◆ Task goal ◆
Update the lines below by replacing "with one marker" with "with a single marker" wherever it occurs, and leave everything else unchanged.
□ □ □ □ □ □ □
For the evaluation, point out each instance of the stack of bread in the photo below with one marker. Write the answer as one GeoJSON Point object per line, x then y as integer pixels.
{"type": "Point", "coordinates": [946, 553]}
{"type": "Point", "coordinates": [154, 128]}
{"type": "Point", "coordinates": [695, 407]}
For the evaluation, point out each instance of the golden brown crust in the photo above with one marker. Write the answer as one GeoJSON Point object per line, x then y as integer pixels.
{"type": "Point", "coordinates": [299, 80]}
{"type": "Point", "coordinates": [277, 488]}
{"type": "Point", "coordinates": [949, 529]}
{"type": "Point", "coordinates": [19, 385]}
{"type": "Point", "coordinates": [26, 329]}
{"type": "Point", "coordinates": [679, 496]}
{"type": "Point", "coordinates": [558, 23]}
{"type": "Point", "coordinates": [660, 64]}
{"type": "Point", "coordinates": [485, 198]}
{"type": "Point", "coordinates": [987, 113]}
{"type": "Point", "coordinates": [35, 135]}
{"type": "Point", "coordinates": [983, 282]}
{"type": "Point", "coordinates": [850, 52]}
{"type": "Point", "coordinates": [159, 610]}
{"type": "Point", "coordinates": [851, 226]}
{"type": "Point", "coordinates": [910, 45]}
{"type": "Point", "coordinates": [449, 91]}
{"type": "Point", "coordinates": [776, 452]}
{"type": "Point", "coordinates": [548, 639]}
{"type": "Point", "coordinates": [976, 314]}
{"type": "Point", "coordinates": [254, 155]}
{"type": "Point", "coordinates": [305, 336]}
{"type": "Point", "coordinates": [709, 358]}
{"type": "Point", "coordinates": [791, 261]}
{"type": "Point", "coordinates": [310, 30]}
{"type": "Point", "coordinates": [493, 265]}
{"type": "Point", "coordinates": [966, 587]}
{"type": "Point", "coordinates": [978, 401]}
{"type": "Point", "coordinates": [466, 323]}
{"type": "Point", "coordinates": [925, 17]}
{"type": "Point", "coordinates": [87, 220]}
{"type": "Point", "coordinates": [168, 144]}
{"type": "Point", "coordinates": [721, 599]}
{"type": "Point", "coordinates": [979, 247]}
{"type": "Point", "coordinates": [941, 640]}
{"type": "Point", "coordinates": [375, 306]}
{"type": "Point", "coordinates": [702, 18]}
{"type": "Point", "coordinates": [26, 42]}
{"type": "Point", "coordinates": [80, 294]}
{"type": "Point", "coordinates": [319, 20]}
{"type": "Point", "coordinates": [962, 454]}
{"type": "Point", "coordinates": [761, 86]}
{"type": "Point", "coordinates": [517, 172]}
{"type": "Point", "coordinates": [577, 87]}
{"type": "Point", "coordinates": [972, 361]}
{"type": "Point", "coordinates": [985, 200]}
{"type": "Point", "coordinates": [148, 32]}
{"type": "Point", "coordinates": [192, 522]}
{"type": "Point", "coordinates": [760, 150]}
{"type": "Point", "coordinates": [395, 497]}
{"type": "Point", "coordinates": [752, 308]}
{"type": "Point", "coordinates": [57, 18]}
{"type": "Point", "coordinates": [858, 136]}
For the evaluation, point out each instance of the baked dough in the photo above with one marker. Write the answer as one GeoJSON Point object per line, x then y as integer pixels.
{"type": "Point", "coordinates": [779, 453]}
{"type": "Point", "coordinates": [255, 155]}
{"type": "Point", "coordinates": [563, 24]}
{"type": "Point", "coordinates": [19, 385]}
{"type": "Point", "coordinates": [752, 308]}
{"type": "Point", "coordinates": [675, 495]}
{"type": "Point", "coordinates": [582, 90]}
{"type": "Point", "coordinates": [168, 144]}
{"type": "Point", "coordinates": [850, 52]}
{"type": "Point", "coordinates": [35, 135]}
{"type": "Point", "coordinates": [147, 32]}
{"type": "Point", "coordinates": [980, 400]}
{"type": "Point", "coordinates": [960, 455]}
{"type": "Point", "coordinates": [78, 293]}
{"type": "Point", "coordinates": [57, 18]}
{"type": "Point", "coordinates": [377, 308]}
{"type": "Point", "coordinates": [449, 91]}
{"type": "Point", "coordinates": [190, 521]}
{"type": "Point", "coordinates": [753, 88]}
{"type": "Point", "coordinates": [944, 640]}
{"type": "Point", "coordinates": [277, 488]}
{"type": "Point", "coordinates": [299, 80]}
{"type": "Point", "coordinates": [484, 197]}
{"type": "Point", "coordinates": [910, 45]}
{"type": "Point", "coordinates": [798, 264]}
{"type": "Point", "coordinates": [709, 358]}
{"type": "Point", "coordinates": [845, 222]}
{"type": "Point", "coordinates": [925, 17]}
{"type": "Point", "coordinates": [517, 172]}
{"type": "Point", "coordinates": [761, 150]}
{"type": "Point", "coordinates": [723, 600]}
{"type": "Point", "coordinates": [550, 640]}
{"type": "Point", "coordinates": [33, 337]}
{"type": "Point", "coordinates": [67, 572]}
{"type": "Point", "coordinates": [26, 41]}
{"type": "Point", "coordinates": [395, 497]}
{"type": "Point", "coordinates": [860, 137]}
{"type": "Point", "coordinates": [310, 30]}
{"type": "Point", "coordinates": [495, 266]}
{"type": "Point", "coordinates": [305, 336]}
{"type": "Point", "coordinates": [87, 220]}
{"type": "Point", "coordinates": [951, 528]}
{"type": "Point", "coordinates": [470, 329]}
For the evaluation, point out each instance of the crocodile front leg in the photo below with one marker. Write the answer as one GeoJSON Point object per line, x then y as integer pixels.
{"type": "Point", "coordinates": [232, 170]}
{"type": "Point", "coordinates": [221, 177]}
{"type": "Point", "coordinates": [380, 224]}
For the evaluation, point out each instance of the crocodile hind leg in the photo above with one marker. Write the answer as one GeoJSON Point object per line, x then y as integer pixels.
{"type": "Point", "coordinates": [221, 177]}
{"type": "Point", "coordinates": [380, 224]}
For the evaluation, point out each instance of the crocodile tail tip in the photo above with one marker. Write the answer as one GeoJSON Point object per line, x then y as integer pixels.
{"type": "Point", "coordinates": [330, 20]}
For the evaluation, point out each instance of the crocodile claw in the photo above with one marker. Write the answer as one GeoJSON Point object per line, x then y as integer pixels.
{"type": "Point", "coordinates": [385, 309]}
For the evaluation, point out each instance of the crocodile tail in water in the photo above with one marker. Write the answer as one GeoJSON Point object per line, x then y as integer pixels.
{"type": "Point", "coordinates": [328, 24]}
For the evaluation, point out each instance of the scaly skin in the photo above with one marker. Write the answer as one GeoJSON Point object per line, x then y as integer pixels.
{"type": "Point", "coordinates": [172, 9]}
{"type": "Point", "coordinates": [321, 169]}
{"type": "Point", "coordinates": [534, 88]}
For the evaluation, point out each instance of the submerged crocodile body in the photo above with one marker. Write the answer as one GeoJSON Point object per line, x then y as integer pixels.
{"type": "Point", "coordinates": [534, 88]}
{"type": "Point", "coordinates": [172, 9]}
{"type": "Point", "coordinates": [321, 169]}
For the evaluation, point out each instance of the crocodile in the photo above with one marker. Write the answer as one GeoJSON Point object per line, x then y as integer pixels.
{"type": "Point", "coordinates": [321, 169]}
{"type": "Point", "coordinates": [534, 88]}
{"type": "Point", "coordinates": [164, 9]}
□ □ □ □ □ □ □
◆ The reply ◆
For the evaluation, point out each instance of the stack of bread in the photo below with a single marker. Write the answer as one GeoJSON Point object per line, x then y as integer pixels.
{"type": "Point", "coordinates": [946, 553]}
{"type": "Point", "coordinates": [154, 128]}
{"type": "Point", "coordinates": [695, 407]}
For the evaluation, point out each instance of the golden brown crust in the photo above with a single marker. Write the answer as one GeoJSON Point object per line, x then y as integer pixels.
{"type": "Point", "coordinates": [299, 80]}
{"type": "Point", "coordinates": [277, 488]}
{"type": "Point", "coordinates": [949, 529]}
{"type": "Point", "coordinates": [19, 385]}
{"type": "Point", "coordinates": [26, 329]}
{"type": "Point", "coordinates": [679, 496]}
{"type": "Point", "coordinates": [558, 23]}
{"type": "Point", "coordinates": [660, 64]}
{"type": "Point", "coordinates": [485, 198]}
{"type": "Point", "coordinates": [987, 113]}
{"type": "Point", "coordinates": [35, 135]}
{"type": "Point", "coordinates": [983, 282]}
{"type": "Point", "coordinates": [850, 52]}
{"type": "Point", "coordinates": [159, 610]}
{"type": "Point", "coordinates": [851, 226]}
{"type": "Point", "coordinates": [910, 45]}
{"type": "Point", "coordinates": [449, 91]}
{"type": "Point", "coordinates": [776, 452]}
{"type": "Point", "coordinates": [548, 639]}
{"type": "Point", "coordinates": [976, 314]}
{"type": "Point", "coordinates": [254, 155]}
{"type": "Point", "coordinates": [305, 336]}
{"type": "Point", "coordinates": [709, 358]}
{"type": "Point", "coordinates": [791, 261]}
{"type": "Point", "coordinates": [310, 30]}
{"type": "Point", "coordinates": [493, 265]}
{"type": "Point", "coordinates": [966, 587]}
{"type": "Point", "coordinates": [978, 401]}
{"type": "Point", "coordinates": [466, 323]}
{"type": "Point", "coordinates": [925, 17]}
{"type": "Point", "coordinates": [87, 220]}
{"type": "Point", "coordinates": [168, 144]}
{"type": "Point", "coordinates": [721, 599]}
{"type": "Point", "coordinates": [979, 247]}
{"type": "Point", "coordinates": [941, 640]}
{"type": "Point", "coordinates": [375, 306]}
{"type": "Point", "coordinates": [702, 18]}
{"type": "Point", "coordinates": [26, 42]}
{"type": "Point", "coordinates": [80, 294]}
{"type": "Point", "coordinates": [319, 20]}
{"type": "Point", "coordinates": [962, 454]}
{"type": "Point", "coordinates": [761, 86]}
{"type": "Point", "coordinates": [517, 172]}
{"type": "Point", "coordinates": [577, 87]}
{"type": "Point", "coordinates": [972, 361]}
{"type": "Point", "coordinates": [985, 200]}
{"type": "Point", "coordinates": [148, 32]}
{"type": "Point", "coordinates": [192, 522]}
{"type": "Point", "coordinates": [760, 150]}
{"type": "Point", "coordinates": [395, 497]}
{"type": "Point", "coordinates": [752, 308]}
{"type": "Point", "coordinates": [57, 18]}
{"type": "Point", "coordinates": [858, 136]}
For the evaluation, point out each instance of the baked dough in the photo above with a single marker. Write the answer as one GeoJSON Point object per line, x then y as integer pixels.
{"type": "Point", "coordinates": [779, 453]}
{"type": "Point", "coordinates": [255, 155]}
{"type": "Point", "coordinates": [563, 24]}
{"type": "Point", "coordinates": [19, 385]}
{"type": "Point", "coordinates": [752, 308]}
{"type": "Point", "coordinates": [675, 495]}
{"type": "Point", "coordinates": [582, 90]}
{"type": "Point", "coordinates": [168, 144]}
{"type": "Point", "coordinates": [850, 52]}
{"type": "Point", "coordinates": [35, 135]}
{"type": "Point", "coordinates": [147, 32]}
{"type": "Point", "coordinates": [980, 400]}
{"type": "Point", "coordinates": [960, 455]}
{"type": "Point", "coordinates": [78, 293]}
{"type": "Point", "coordinates": [57, 18]}
{"type": "Point", "coordinates": [377, 308]}
{"type": "Point", "coordinates": [449, 91]}
{"type": "Point", "coordinates": [190, 521]}
{"type": "Point", "coordinates": [753, 88]}
{"type": "Point", "coordinates": [944, 640]}
{"type": "Point", "coordinates": [277, 488]}
{"type": "Point", "coordinates": [299, 80]}
{"type": "Point", "coordinates": [484, 197]}
{"type": "Point", "coordinates": [910, 45]}
{"type": "Point", "coordinates": [798, 264]}
{"type": "Point", "coordinates": [709, 358]}
{"type": "Point", "coordinates": [845, 222]}
{"type": "Point", "coordinates": [925, 17]}
{"type": "Point", "coordinates": [517, 172]}
{"type": "Point", "coordinates": [761, 150]}
{"type": "Point", "coordinates": [723, 600]}
{"type": "Point", "coordinates": [550, 640]}
{"type": "Point", "coordinates": [33, 337]}
{"type": "Point", "coordinates": [67, 572]}
{"type": "Point", "coordinates": [26, 41]}
{"type": "Point", "coordinates": [395, 497]}
{"type": "Point", "coordinates": [860, 137]}
{"type": "Point", "coordinates": [310, 30]}
{"type": "Point", "coordinates": [495, 266]}
{"type": "Point", "coordinates": [305, 336]}
{"type": "Point", "coordinates": [87, 220]}
{"type": "Point", "coordinates": [951, 528]}
{"type": "Point", "coordinates": [470, 329]}
For the evaluation, point out each instance of the crocodile front leg in the photo below with a single marker. Write the answer as one GeoJSON Point object per line, x then y as integer pixels.
{"type": "Point", "coordinates": [232, 170]}
{"type": "Point", "coordinates": [221, 177]}
{"type": "Point", "coordinates": [380, 224]}
For the evaluation, point out each instance of the crocodile hind leg in the photo above with a single marker. Write the answer as one GeoJSON Point object per line, x then y as integer pixels.
{"type": "Point", "coordinates": [221, 177]}
{"type": "Point", "coordinates": [380, 224]}
For the evaluation, point out each instance of the crocodile tail tip in the photo above with a single marker. Write the answer as one GeoJSON Point object per line, x then y as integer pixels.
{"type": "Point", "coordinates": [330, 20]}
For the evaluation, point out each instance of the crocodile claw in the photo above with a single marker. Write the answer as one GeoJSON Point object per line, x then y as integer pixels.
{"type": "Point", "coordinates": [385, 309]}
For the evaluation, point out each instance of the crocodile tail in water in the photo above with a single marker. Write the answer as one GeoJSON Point object per line, x then y as integer pixels.
{"type": "Point", "coordinates": [328, 24]}
For the evaluation, point out each instance of the scaly skin in the photo above with a single marker. Write the answer as one GeoJSON Point object per line, x then y as integer pixels.
{"type": "Point", "coordinates": [172, 9]}
{"type": "Point", "coordinates": [321, 169]}
{"type": "Point", "coordinates": [534, 88]}
For the evaluation, point out each instance of the submerged crocodile body in the photo above with a single marker. Write the answer as one GeoJSON Point object per line, x then y as integer pixels.
{"type": "Point", "coordinates": [534, 88]}
{"type": "Point", "coordinates": [172, 9]}
{"type": "Point", "coordinates": [321, 169]}
For the evaluation, point out each instance of the crocodile in the photo above with a single marker. Write the answer as one GeoJSON Point object per line, x then y as integer pixels.
{"type": "Point", "coordinates": [321, 169]}
{"type": "Point", "coordinates": [534, 88]}
{"type": "Point", "coordinates": [164, 9]}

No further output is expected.